## WHAT YOU HAVE TO DO
Your answer should consist of each line from the data below that contains "give".

═════ TASK INPUT ═════

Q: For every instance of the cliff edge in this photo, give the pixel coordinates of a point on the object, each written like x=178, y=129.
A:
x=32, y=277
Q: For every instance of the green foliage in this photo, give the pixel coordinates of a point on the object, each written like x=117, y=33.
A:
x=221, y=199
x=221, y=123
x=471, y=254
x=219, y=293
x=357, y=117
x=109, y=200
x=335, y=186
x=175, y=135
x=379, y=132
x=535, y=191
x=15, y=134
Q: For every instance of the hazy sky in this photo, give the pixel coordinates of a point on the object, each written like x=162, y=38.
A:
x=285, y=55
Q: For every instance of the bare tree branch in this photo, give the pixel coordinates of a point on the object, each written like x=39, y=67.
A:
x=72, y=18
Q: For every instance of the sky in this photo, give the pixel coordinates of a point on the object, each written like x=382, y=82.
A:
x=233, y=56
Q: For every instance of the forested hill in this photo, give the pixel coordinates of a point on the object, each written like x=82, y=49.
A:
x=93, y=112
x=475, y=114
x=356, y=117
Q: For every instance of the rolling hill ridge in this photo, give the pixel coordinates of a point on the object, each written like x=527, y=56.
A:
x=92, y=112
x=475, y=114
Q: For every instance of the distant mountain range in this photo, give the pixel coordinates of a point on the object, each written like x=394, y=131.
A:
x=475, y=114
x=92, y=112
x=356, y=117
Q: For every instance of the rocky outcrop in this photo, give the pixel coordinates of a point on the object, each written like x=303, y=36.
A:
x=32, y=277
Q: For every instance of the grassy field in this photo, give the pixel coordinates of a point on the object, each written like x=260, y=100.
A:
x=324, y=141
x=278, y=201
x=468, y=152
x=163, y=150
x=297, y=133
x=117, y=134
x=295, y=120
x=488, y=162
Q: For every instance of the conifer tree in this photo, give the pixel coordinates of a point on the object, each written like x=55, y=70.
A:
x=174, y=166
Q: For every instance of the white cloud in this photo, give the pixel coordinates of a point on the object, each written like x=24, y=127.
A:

═════

## RESPONSE
Q: For every instance of the cliff edge in this photo, give the pixel coordinates of a point on the object, each written like x=178, y=129.
Q: For every instance of the green foliage in this photo, give the pixel coordinates of a point on the object, each written like x=117, y=33.
Q: For every instance of the hazy sky in this photo, give the pixel coordinates of a point on the object, each written like x=162, y=38.
Q: For every instance of the bare tree branch in this photo, give the pixel coordinates of a point on the object, each written like x=39, y=67.
Q: For every instance of the sky in this photo, give the pixel coordinates of a point on the object, each written like x=382, y=82.
Q: For every instance of the forested hill in this photo, give the pixel coordinates of a point on the object, each written like x=82, y=49.
Q: For every instance of the rolling hill ridge in this photo, give the pixel coordinates of a point on the object, each written like x=527, y=56.
Q: For every instance of the distant mountain range in this photo, give the pixel coordinates of a point on the object, each written like x=394, y=131.
Q: For every instance of the rocky outcrop in this photo, give the pixel coordinates of a point on the object, each written like x=303, y=36.
Q: For every instance of the grassy field in this photo, give the pixel coordinates of a point on the object, each written like x=260, y=100.
Q: For every instance of the conifer tree in this photo, give the pixel coordinates of a point on the object, each written like x=55, y=70.
Q: For every instance of the white cloud in this photo, give the pixel coordinates of a point on the object, each written like x=24, y=127.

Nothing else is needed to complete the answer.